* **Exercise**
Reproduce the records below, swapping each "locate" for "mark" and leaving every other character as it is.
## Start Source records
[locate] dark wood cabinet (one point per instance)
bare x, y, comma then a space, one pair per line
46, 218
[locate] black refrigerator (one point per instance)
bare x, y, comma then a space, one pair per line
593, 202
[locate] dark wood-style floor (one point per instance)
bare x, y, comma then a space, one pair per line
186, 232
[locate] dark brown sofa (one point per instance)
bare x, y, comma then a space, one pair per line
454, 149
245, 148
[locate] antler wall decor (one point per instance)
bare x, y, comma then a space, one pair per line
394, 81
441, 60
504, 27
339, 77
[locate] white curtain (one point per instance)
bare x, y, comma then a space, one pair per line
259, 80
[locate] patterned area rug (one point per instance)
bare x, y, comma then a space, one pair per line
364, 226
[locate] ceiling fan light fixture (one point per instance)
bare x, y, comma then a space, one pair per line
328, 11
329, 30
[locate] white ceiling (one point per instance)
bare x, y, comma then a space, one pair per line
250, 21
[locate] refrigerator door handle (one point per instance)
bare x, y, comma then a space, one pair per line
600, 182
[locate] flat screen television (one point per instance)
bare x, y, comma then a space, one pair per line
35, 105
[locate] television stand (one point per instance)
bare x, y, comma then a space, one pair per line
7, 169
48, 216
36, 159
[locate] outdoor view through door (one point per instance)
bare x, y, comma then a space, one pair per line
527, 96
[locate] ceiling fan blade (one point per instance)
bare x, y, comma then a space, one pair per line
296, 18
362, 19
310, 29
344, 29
## End Source records
* **Solution to this task**
[mark] dark wood cabinet (one point per instance)
bare x, y, comma then a space, one pair per line
46, 218
[mark] black refrigerator (one point per instance)
bare x, y, comma then a space, one pair per line
593, 202
[mark] dark wood-style floor (one point per instance)
bare x, y, comma then a space, one pair per line
186, 232
[mark] dark brown sofa (one point per instance)
bare x, y, comma then a space, one pair per line
454, 149
245, 148
[mark] antler wall decor (one point per instance)
bare x, y, comma then a space, one pair per line
394, 81
441, 60
504, 27
339, 77
[mark] white curtain (one point per instance)
bare x, y, comma then a space, one pair per line
259, 80
[mark] patterned area rug (one point per instance)
bare x, y, comma then a space, one pair per line
364, 226
[mark] ceiling fan light fixture (one point per instance)
bare x, y, comma then a space, one pair per line
328, 11
329, 30
[mark] white ceiling (one point per instance)
bare x, y, comma then a space, one pair per line
250, 21
[mark] refrigerator door handle (one point per instance)
bare x, y, comma then a space, one pair per line
600, 182
[mark] flat screen television (one point per instance)
bare x, y, comma then a space, one pair per line
35, 105
[mark] television stand (one point per instance)
bare x, y, comma then a space, one pair per line
7, 169
48, 216
36, 159
[mark] outdoor view through door (one point per instance)
bare x, y, comma then a space, one pair per line
527, 96
[mark] ceiling fan blade (one point per instance)
bare x, y, comma then a space, one pair per line
296, 18
362, 19
310, 29
344, 29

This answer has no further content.